**SET PROBLEM:**
Quote the rows below verbatim, starting at the first line and stopping after the line that contains "739, 482, 768, 506".
──────── SUPPLIED MATERIAL ────────
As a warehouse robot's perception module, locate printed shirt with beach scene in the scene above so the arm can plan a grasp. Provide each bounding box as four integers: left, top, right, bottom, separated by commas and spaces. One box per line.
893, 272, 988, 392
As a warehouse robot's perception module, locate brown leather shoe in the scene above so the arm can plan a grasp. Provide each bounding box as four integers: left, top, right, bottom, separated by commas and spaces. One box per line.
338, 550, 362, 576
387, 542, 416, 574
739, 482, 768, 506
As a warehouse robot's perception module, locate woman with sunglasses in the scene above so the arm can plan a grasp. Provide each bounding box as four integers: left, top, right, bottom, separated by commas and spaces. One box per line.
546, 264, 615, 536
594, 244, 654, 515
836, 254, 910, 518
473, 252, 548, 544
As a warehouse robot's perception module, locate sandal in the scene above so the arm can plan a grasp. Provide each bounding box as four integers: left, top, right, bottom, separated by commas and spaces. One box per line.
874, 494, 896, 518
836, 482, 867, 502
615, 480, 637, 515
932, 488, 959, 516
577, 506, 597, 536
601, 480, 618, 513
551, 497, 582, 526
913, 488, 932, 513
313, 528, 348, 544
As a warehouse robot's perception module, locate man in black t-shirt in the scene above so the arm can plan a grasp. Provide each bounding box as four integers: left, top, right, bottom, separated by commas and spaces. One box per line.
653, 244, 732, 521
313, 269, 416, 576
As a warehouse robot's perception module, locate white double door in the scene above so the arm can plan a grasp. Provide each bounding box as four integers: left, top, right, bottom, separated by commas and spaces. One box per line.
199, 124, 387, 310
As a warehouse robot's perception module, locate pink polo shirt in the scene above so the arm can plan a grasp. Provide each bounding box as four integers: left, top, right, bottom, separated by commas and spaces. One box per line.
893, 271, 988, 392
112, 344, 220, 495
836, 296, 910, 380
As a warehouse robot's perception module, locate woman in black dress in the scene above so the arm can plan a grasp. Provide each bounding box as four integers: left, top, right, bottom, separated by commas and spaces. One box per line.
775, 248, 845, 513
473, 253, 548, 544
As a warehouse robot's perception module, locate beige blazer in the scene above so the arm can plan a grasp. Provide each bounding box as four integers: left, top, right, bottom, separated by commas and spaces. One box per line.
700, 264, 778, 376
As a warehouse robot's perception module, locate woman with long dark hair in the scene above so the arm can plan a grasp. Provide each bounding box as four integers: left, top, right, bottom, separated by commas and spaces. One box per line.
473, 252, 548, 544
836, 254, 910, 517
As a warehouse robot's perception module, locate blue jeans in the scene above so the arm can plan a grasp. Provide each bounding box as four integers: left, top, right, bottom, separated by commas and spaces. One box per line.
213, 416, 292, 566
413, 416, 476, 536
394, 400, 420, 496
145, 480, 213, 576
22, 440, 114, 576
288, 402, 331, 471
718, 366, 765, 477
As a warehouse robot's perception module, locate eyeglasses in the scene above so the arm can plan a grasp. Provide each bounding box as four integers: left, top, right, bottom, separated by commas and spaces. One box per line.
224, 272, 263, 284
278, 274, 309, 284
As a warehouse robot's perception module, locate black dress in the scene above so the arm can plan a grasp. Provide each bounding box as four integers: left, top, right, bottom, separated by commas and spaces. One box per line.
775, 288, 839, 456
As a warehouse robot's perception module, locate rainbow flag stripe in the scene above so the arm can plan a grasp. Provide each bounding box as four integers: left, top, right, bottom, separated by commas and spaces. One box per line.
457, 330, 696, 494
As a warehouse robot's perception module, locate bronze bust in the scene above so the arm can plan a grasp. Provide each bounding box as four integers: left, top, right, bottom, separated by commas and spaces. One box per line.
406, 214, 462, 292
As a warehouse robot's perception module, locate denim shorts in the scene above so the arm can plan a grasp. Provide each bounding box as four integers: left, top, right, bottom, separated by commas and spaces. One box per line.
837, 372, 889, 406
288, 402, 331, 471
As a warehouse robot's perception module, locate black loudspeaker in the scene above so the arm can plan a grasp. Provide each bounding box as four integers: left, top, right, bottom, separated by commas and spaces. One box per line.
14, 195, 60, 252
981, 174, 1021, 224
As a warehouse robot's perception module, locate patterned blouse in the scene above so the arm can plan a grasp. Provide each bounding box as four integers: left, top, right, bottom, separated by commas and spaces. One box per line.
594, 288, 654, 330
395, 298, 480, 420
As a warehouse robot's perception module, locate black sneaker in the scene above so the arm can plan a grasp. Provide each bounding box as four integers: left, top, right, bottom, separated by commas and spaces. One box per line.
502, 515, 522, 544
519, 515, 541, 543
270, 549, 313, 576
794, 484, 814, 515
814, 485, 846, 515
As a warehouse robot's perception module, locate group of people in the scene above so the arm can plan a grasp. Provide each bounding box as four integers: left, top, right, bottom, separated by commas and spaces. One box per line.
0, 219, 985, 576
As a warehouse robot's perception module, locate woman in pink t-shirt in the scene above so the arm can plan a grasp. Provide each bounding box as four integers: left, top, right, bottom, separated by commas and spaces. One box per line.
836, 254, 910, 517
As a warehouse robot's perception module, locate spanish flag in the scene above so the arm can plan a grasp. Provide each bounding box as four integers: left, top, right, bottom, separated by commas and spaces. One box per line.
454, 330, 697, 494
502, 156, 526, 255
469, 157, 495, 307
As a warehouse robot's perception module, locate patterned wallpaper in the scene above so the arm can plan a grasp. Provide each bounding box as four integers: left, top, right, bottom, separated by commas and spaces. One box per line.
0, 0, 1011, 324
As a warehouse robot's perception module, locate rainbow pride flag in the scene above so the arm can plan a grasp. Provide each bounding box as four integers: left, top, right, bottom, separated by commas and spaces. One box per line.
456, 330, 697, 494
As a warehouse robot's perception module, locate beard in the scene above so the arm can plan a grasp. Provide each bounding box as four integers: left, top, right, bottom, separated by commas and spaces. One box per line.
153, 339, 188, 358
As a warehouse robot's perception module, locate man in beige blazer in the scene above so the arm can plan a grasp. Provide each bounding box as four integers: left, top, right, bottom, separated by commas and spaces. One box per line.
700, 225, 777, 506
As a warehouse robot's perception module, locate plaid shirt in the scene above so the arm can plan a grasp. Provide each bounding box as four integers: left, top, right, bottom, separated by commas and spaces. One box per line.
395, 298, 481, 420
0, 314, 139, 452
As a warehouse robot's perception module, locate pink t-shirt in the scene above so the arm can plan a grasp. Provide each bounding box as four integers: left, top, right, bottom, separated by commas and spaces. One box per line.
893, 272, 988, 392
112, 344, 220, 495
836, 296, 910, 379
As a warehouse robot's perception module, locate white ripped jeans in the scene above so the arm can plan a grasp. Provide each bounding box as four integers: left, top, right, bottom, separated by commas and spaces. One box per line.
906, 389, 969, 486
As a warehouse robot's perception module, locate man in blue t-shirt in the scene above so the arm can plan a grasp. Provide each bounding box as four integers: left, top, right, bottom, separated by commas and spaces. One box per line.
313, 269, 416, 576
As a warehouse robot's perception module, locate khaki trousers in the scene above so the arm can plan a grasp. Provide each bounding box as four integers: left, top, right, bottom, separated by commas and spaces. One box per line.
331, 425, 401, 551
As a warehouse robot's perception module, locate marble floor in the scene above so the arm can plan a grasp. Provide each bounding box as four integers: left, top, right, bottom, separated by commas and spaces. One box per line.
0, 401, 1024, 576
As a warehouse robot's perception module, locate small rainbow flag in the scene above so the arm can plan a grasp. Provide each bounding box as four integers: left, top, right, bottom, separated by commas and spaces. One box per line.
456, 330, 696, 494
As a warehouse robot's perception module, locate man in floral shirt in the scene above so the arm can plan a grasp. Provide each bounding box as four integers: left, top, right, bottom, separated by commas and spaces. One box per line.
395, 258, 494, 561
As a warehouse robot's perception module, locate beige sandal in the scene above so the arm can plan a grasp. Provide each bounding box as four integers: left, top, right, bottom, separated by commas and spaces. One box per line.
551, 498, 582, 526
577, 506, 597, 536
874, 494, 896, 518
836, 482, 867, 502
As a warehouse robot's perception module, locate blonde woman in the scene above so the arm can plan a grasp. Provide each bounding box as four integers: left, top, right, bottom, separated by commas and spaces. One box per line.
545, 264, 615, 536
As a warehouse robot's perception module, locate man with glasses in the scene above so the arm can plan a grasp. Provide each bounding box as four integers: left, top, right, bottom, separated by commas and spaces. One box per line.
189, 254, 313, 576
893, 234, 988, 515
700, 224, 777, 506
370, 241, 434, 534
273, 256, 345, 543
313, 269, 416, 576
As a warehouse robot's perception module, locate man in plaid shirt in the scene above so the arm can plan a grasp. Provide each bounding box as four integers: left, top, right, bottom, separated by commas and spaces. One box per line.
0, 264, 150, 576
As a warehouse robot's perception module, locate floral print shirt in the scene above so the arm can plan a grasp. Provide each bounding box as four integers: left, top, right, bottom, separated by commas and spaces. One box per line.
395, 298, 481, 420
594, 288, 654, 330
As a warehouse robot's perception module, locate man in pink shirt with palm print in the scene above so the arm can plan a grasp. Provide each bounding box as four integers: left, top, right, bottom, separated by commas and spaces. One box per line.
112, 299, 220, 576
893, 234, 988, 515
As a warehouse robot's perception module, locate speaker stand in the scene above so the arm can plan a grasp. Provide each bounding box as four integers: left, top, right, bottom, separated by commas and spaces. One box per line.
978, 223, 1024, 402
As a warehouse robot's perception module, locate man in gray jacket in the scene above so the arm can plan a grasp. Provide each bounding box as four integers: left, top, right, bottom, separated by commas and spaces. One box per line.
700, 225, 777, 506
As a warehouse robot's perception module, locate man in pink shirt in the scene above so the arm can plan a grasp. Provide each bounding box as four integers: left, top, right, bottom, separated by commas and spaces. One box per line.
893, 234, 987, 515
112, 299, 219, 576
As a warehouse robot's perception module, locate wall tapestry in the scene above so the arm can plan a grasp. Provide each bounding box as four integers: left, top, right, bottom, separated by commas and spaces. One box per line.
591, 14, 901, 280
────────
**THE REPLY:**
As a warehouse robot's perception module, locate printed shirt with beach scene in the scene above so the arm can plan a grasp. Provide each bounding box as four integers: left, top, right, bottom, separated by commas and spaces. One box per line.
893, 272, 988, 392
As a warehouse robot's perception module, locate brown leather shoe in the scene above so the arm can plan a grasp. Provide each bounding box as four integers: left, top, right, bottom, separated by commas and spaces. One box per line.
338, 550, 362, 576
387, 542, 416, 574
739, 482, 768, 506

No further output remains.